**Requirements:**
(1) Copy word for word the part of the Médoc text from "We love to wander" to "any given moment.".
(2) Pick up the Médoc text where it stops and keep writing it.

Along the byways of the Médoc
The Médoc is characterised by many things: the ocean with its beaches, dunes and fine sand; the forests of pine and oak; the chateaux and their famous vineyards; the Gironde estuary and its fishing cabins called “carrelets”; but it is also a country of water meadows, marshes, lagoons and saltmarsh.
We love to wander at random through these landscapes during the different seasons or quite simply because, on a particular day, we have been stimulated and captivated by the light. Here, between the estuary and the ocean, the quality of light is unique. In the morning, the banks of the estuary, the vineyards and the reedbeds are often flooded with light. Some evenings the horizon, ocean dunes and coastal forests are ablaze with light. Here, isolated from the modern world, distances are not vast, yet you keep moving on all the same because the landscape is so varied, and the atmosphere differs according to season, where you are , the time of day or the weather. It’s like a long journey and you keep going because nothing is fixed, nothing is the same, everything is unique at any given moment.

**Recorded information:**

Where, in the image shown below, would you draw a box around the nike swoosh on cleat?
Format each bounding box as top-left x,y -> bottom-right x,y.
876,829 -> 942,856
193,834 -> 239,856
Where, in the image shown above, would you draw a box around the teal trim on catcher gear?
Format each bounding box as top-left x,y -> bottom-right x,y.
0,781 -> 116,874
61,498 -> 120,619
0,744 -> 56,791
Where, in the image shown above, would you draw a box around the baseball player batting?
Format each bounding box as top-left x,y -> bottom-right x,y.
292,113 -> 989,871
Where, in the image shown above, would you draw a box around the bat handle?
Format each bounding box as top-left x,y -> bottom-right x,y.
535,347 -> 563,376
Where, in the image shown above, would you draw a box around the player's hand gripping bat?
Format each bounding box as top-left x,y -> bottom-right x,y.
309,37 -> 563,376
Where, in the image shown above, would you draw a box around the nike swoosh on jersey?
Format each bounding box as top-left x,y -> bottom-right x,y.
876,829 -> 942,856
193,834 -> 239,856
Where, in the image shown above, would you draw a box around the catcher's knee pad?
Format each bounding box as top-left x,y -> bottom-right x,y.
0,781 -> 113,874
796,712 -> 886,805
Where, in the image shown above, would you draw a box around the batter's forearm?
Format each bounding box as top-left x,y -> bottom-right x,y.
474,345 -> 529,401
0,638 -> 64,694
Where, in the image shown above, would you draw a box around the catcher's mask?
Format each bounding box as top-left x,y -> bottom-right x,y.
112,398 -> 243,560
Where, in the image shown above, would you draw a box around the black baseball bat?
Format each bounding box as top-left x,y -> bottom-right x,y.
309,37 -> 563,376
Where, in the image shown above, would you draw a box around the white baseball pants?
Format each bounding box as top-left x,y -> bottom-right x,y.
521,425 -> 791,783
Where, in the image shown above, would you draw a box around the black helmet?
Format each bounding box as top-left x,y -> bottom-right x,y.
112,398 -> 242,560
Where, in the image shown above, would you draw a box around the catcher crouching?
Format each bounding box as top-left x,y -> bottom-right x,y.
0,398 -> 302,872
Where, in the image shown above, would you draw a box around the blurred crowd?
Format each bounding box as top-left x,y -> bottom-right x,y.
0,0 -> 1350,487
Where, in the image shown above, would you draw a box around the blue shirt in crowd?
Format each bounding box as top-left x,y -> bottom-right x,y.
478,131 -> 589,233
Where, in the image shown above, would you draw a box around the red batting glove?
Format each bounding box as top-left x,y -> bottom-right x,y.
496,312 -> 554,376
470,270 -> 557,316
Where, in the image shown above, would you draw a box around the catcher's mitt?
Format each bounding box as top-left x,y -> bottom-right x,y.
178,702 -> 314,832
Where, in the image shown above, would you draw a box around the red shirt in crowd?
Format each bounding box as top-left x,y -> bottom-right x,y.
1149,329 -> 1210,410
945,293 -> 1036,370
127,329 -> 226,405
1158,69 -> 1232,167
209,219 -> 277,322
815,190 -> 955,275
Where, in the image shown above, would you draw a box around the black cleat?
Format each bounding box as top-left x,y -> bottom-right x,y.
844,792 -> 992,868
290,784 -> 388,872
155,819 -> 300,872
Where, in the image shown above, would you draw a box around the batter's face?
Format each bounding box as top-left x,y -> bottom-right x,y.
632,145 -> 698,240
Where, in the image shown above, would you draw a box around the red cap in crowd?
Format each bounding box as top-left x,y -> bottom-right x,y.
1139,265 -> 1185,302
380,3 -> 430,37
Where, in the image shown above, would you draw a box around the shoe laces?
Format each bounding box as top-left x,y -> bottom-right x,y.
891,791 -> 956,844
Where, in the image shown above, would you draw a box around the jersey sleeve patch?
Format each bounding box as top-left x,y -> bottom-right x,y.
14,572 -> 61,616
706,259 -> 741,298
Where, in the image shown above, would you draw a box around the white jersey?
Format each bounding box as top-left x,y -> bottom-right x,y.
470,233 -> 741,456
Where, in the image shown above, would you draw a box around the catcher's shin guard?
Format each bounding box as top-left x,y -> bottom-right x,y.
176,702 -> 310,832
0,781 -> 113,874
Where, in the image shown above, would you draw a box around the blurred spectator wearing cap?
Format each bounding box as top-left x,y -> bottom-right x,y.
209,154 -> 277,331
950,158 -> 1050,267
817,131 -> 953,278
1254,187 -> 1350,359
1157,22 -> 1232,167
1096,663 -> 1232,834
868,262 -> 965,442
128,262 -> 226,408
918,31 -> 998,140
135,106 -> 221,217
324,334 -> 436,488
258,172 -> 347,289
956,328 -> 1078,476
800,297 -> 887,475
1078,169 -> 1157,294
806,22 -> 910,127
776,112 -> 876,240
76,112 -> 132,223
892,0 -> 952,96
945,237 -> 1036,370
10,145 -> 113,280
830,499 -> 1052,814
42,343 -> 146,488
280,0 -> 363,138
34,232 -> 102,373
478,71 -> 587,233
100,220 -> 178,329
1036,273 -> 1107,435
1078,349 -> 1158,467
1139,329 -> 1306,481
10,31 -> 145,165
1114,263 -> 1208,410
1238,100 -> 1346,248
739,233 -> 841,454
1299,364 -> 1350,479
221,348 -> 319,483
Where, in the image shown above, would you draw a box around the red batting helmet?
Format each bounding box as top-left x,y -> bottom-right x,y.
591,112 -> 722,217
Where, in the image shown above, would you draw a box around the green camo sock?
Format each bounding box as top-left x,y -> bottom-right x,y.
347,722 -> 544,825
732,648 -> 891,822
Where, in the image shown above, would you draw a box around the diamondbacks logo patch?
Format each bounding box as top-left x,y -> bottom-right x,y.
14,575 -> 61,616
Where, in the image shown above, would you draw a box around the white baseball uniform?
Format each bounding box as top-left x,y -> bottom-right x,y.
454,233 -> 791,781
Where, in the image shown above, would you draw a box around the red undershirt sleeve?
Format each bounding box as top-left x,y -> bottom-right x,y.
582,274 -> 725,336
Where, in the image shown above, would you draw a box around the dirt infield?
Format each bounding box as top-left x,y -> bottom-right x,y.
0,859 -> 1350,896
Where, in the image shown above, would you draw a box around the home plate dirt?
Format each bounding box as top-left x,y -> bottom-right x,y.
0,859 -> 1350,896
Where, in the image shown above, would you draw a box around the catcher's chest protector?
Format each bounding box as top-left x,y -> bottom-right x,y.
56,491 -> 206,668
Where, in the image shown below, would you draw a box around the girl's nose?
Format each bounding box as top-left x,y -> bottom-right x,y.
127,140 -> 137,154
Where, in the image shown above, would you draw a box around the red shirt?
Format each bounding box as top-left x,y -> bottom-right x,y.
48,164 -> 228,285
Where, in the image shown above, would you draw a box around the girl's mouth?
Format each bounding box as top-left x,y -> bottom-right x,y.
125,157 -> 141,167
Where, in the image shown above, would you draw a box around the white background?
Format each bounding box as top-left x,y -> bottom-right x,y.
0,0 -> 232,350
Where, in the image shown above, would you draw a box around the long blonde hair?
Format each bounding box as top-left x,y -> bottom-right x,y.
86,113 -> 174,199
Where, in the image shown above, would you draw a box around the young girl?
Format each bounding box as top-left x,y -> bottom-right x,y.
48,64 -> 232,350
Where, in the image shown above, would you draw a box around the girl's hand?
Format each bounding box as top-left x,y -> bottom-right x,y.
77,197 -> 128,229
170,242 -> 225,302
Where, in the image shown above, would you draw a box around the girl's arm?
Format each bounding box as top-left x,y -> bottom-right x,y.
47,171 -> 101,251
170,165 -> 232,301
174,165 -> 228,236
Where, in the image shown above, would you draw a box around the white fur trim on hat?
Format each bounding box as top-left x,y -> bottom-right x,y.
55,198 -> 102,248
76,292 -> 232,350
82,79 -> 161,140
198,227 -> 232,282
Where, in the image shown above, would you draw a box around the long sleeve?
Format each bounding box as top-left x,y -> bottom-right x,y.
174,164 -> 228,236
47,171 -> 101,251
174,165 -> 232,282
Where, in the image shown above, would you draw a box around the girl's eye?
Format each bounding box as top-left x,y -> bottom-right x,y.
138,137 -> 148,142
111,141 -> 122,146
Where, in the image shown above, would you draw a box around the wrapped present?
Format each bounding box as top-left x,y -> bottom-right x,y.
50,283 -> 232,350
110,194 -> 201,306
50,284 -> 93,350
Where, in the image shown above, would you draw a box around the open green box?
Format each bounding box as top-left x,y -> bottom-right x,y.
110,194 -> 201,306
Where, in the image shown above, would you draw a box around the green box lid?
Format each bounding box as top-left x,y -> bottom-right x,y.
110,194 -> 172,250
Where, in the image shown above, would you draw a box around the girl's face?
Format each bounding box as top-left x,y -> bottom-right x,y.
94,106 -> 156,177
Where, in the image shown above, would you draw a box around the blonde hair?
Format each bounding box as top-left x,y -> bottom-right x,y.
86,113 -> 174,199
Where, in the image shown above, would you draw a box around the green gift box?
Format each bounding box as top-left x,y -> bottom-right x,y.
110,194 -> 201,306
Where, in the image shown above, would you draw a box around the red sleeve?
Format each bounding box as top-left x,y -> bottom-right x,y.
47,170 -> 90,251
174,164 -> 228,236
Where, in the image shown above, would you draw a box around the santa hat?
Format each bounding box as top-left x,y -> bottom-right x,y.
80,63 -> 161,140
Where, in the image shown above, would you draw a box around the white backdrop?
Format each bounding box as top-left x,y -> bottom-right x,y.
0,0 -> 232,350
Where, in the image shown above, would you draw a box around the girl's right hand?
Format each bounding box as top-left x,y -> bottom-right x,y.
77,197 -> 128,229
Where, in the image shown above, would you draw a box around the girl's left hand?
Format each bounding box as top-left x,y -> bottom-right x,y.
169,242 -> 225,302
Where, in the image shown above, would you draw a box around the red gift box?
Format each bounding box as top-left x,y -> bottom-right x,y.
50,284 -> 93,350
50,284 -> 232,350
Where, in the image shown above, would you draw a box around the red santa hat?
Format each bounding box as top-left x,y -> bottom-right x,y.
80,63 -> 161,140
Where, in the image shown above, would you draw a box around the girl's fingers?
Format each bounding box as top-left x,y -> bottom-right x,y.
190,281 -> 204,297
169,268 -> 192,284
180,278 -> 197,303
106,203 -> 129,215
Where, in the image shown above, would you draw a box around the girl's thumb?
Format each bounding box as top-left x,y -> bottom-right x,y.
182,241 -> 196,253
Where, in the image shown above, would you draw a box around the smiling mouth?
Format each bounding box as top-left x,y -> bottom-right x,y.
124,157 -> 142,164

**Written responses:**
(1)
We love to wander at random through these landscapes during the different seasons or quite simply because, on a particular day, we have been stimulated and captivated by the light. Here, between the estuary and the ocean, the quality of light is unique. In the morning, the banks of the estuary, the vineyards and the reedbeds are often flooded with light. Some evenings the horizon, ocean dunes and coastal forests are ablaze with light. Here, isolated from the modern world, distances are not vast, yet you keep moving on all the same because the landscape is so varied, and the atmosphere differs according to season, where you are , the time of day or the weather. It’s like a long journey and you keep going because nothing is fixed, nothing is the same, everything is unique at any given moment.

(2)
For those who know how to stand and stare, it is magical. There are some moments, even just a few seconds, when the light transcends the countryside, and you are taken by surprise and even startled. The landscape is certainly not grandiose, and remains modest in scale. However, in the water meadows near the estuary, you have the impression of enormous, wild places with straight roads that appear endless, immense flat fields, and saltmarsh where horses and herds of cattle graze.
The marshes are a truly magical landscape. In winter the trees and reeds are reflected in the water of the canals, in perfect symmetry, like complex arabesques, where thousands of extraordinary creatures hide. Shrouded in morning mist, the reedbeds and stretches of water become mysterious and poetic. Herons, egrets, lapwings, swans, wild ducks, redshanks , and greylag geese move about peacefully. As you look against the light you are fleetingly drawn into an ephemeral world which resembles a pen and ink sketch ……. just like a scene from China or Japan. That’s why people like to take photographs of the Médoc and share them not only with all the enthusiasts of this peninsular but also with those who do not yet know it but who wish to do so.
Check out the superb photos on the website SUR LES CHEMINS DU MEDOC and discover the byways of the Médoc for yourselves.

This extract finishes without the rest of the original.